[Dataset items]
........
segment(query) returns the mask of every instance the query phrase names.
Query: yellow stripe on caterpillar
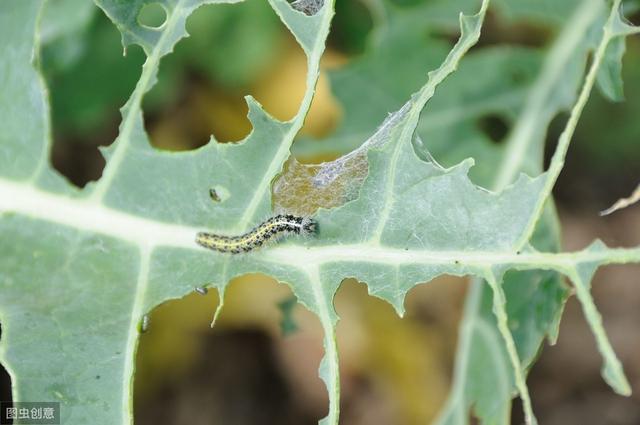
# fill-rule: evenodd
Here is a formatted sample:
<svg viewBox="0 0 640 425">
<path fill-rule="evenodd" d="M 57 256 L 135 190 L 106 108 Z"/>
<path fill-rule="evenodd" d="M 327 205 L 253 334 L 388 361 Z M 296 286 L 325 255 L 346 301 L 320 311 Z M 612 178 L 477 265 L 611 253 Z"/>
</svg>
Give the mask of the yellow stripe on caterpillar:
<svg viewBox="0 0 640 425">
<path fill-rule="evenodd" d="M 269 241 L 287 235 L 313 235 L 317 232 L 317 228 L 318 225 L 312 218 L 281 214 L 271 217 L 250 232 L 240 236 L 200 232 L 196 236 L 196 243 L 214 251 L 239 254 L 253 251 Z"/>
</svg>

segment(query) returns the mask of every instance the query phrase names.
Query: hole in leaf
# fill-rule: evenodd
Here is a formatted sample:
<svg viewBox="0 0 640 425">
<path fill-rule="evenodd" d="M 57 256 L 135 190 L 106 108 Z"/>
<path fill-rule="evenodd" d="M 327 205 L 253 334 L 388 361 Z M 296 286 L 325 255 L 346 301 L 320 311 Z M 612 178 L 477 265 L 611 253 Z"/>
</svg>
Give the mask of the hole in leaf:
........
What is being asked: An exact copy is needed of every line from the one holding "Query: yellow stripe on caterpillar" to the end of the entries above, both ends kept and each picture dropped.

Result below:
Query: yellow stripe on caterpillar
# fill-rule: evenodd
Here is a formatted sample:
<svg viewBox="0 0 640 425">
<path fill-rule="evenodd" d="M 57 256 L 135 190 L 106 108 Z"/>
<path fill-rule="evenodd" d="M 327 205 L 253 334 L 388 361 Z M 296 286 L 325 255 L 346 301 L 320 311 Z M 612 178 L 477 265 L 611 253 Z"/>
</svg>
Give the mask of the yellow stripe on caterpillar:
<svg viewBox="0 0 640 425">
<path fill-rule="evenodd" d="M 269 241 L 287 235 L 313 235 L 317 232 L 317 228 L 318 225 L 312 218 L 281 214 L 271 217 L 250 232 L 240 236 L 200 232 L 196 236 L 196 243 L 214 251 L 239 254 L 253 251 Z"/>
</svg>

segment(query) returns the mask of every instance the query phrase names.
Query: hole in leaf
# fill-rule: evenodd
Here is a formatted sample:
<svg viewBox="0 0 640 425">
<path fill-rule="evenodd" d="M 57 256 L 135 190 L 106 108 Z"/>
<path fill-rule="evenodd" d="M 327 205 L 253 334 L 388 361 Z M 296 286 L 325 255 L 346 301 L 320 311 Z M 612 178 L 477 265 L 611 253 Z"/>
</svg>
Give the mask of the hole in leaf:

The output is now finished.